⟨

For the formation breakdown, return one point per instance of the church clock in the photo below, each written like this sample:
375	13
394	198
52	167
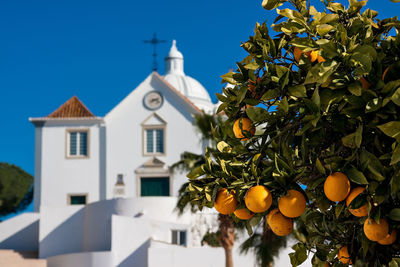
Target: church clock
153	100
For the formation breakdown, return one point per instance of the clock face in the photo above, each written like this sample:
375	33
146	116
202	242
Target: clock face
153	100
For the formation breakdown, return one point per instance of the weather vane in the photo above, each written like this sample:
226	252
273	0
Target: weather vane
154	42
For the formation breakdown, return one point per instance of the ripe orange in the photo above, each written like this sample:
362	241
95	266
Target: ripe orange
242	127
258	199
384	73
337	186
321	59
293	204
225	203
343	255
297	52
362	211
389	239
374	231
279	224
365	84
314	55
243	214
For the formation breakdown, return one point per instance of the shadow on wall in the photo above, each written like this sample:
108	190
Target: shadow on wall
23	240
138	257
65	238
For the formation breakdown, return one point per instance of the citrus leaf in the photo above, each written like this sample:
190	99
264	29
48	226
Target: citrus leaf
356	176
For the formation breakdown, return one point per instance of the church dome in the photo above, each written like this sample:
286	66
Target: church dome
186	85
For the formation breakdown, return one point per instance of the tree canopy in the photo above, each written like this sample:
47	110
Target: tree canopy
315	108
16	189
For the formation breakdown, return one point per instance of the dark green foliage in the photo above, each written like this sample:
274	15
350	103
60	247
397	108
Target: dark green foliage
16	190
313	118
264	244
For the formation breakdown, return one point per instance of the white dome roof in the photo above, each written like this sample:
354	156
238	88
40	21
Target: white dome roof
186	85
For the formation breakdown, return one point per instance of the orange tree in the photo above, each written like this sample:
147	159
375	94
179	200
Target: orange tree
313	122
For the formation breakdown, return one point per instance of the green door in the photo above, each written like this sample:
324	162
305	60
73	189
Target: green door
154	186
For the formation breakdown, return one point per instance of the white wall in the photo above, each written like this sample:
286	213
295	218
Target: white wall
124	135
86	259
60	230
20	233
60	175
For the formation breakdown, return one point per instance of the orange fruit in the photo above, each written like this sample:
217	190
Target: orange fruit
279	224
293	204
242	127
314	55
297	52
374	231
365	84
343	255
362	211
258	199
389	239
225	203
243	214
337	186
384	73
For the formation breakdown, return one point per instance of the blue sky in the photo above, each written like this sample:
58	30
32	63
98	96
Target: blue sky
51	50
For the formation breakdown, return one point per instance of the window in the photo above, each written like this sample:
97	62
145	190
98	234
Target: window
178	237
120	179
154	186
77	199
154	141
77	143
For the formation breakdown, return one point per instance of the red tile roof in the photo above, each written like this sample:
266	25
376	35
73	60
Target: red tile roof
73	108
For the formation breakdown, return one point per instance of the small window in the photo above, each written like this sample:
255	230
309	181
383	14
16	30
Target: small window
154	186
78	143
179	237
154	141
77	199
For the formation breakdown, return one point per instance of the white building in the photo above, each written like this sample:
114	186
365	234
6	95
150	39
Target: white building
104	194
103	191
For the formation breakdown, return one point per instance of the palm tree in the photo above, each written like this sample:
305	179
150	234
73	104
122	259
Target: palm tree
226	235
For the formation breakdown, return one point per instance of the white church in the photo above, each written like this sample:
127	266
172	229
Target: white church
104	195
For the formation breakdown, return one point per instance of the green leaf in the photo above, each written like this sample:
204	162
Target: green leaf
338	209
356	176
394	214
229	78
299	256
353	140
298	91
271	4
395	156
396	97
224	147
284	105
355	88
195	173
320	167
324	29
391	129
257	114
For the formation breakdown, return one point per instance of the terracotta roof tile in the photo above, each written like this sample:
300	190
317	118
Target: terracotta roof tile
73	108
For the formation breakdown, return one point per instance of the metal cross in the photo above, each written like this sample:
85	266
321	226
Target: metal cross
154	42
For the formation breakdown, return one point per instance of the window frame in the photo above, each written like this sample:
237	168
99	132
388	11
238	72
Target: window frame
144	140
70	195
178	237
139	189
67	143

⟩

▸ Task details
Leaving out the pictures, print every record exactly as written.

▸ Exercise solution
For the formation breakdown, return one point per instance of the church clock in the photo below, each written like this sample:
375	13
394	198
52	167
Target: church clock
153	100
For the formation breakdown, return one point per instance of the clock face in the photo above, each written like this sample:
375	33
146	116
202	242
Target: clock face
153	100
For the formation breakdown, return one point per instance of the weather vane in the photo above, each written like this sample:
226	252
273	0
Target: weather vane
154	42
For the formation breakdown, return one point per instance of the ripe orange in the photo above, each written like this sample:
362	241
95	266
Target: ripe orange
242	127
258	199
384	73
337	186
321	59
293	204
225	203
343	255
297	52
362	211
389	239
374	231
279	224
365	84
314	55
243	214
For the formation breakdown, return one point per instance of the shadow on wall in the photo above, each written like this sample:
108	190
Target: shadow on wall
23	240
138	257
65	238
For the formation breakdown, return one point per instance of the citrus leaf in the photo above, each written like this sample:
190	99
264	29
48	226
Target: citrus leaf
356	176
For the formation breakdown, return one point per instance of the church dome in the photo above, each written like this sample:
286	66
Target: church dome
186	85
For the formation breakdown, return one point per instance of the tree canopy in the photo above, each written like this sample:
47	110
Target: tree canopy
315	108
16	189
For the formation breakdown, return one point per instance of the dark green foliage in the photo above, each written like this sample:
274	15
350	103
60	247
397	108
Target: dark green foliage
16	190
313	118
264	244
For the formation breakdown, return one point per instance of the white dome roof in the photo above, each written like this sample:
354	156
238	88
40	21
Target: white dome roof
186	85
For the formation breakdown, return one point per instance of the orange tree in the photo above, each written like this sample:
147	159
375	94
179	200
Target: orange tree
313	122
For the formation breakdown, return one point per instance of the green door in the photo above, each written like this sample:
324	162
305	60
73	189
Target: green door
154	186
For the formation breakdown, return one point per instance of the white wall in the photo above, each written like this sample:
286	213
295	218
Target: white wall
124	135
86	259
60	230
20	233
60	175
For the formation breakdown, return one point per instance of the orange fruit in the photo above, each written like this sample:
217	190
Target: orange fruit
279	224
293	204
242	127
314	55
297	52
374	231
365	84
343	255
362	211
258	199
389	239
225	203
243	214
337	186
384	73
For the formation breakdown, return one point per instance of the blue sky in the photo above, each written like this sample:
58	30
32	63
98	96
Target: blue sky
51	50
For the formation breakdown, return one point per instance of the window in the photo above, each written like this sample:
97	62
145	190
98	234
Target: window
178	237
120	179
154	186
77	199
154	141
77	143
For the formation breakdown, return one point per instance of the red tile roof in the photo above, each written like this sample:
266	25
376	35
73	60
Target: red tile roof
73	108
For the formation breakdown, return one point per instance of the small window in the photo above, each written like this sample:
255	230
309	181
383	14
16	30
Target: small window
154	186
78	143
179	237
154	141
77	199
For the formation breakdown, return one point per instance of the white building in the photo above, each written like this sample:
114	186
365	234
6	95
150	39
Target: white building
104	194
103	191
For the formation breakdown, return one point per instance of the palm tree in the photo above, each written like this sample:
305	179
150	234
73	104
122	259
Target: palm tree
226	235
For the formation breakdown, return one point per instance of the white church in the photo above, each written like this sample:
127	266
172	229
Target: white church
104	195
For the formation breakdown, return one point per instance of the green leaf in the photo above, each written like this sample:
204	162
Target: green leaf
338	209
356	176
394	214
229	78
299	256
353	140
298	91
271	4
395	156
396	97
224	147
284	105
355	88
195	173
320	167
324	29
391	129
257	114
For the formation breakdown, return one point per instance of the terracotta roof tile in the photo above, each written like this sample:
300	190
317	118
Target: terracotta roof tile
73	108
For the formation breakdown, return one point per instance of the metal cross in the photo above, each written like this sample:
85	266
321	226
Target: metal cross
154	42
For the formation breakdown, return one point per instance of the window frame in the photo above, each written like this sample:
237	168
99	132
388	11
238	72
Target: window frame
144	140
70	195
178	237
139	189
67	143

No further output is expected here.